= Given problem =
Shift each coordinate in the answers by 88, then write out all the lines again with the requests included and left as they are.

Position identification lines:
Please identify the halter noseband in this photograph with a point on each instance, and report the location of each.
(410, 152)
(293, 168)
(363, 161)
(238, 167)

= Answer to this task =
Please identify the halter noseband in this photograph with a point on each instance, and report the location of each.
(498, 240)
(381, 256)
(451, 249)
(326, 255)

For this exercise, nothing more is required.